DIRECTION: In the records below, present as a numbered list everything from the line containing "Locate the path" down to the line containing "(1150, 505)", both lines included and blank lines omitted.

SUPPLIED RECORDS:

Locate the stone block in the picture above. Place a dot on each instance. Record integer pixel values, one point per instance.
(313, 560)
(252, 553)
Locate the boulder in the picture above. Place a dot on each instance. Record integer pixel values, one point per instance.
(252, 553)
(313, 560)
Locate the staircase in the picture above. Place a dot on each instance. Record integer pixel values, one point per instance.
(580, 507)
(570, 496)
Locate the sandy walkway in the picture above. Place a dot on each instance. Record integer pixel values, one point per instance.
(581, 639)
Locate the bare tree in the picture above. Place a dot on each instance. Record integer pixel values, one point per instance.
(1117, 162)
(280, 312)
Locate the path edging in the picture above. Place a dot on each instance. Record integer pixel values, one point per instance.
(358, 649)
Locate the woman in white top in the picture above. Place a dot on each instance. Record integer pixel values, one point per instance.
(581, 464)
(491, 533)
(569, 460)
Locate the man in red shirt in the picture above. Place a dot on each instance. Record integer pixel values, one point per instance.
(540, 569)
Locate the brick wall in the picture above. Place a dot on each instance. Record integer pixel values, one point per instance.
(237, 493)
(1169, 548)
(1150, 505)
--
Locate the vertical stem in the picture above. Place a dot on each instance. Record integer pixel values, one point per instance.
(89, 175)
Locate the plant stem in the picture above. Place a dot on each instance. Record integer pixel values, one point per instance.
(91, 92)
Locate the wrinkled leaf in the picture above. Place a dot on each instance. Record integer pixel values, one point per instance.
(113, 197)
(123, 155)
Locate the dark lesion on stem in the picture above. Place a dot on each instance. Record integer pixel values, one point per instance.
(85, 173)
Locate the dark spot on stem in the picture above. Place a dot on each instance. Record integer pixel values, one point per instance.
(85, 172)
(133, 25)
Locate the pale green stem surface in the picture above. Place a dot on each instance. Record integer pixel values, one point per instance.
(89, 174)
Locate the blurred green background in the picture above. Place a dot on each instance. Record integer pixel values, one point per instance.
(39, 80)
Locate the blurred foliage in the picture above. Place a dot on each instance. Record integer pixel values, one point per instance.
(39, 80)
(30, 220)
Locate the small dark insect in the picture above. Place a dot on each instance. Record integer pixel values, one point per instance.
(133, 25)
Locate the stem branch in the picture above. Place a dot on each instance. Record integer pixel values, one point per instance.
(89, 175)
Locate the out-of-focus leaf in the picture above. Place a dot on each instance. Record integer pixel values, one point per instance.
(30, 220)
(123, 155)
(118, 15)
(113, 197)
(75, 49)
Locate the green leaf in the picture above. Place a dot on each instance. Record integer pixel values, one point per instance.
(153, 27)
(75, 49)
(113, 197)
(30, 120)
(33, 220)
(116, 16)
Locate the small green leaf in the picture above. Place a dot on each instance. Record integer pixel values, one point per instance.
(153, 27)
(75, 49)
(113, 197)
--
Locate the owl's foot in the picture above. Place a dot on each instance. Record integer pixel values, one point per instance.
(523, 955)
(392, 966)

PROBLEM SOLUTION:
1. Locate the path edging in the picture above. Place a dot on each instance. Record integer pixel values, one point per instance.
2. (358, 649)
3. Locate the woman in white top in the picture above. Place a dot on each instance. Record integer pixel values, one point per instance.
4. (581, 464)
5. (491, 533)
6. (569, 460)
7. Locate the man in red shirt in the picture above. Place a dot on each instance. Record integer pixel values, one point per instance.
8. (540, 569)
9. Locate the brick wall in the picture above. Place a dot on each instance. Record integer pixel values, one point per instance.
10. (237, 493)
11. (1169, 548)
12. (1150, 505)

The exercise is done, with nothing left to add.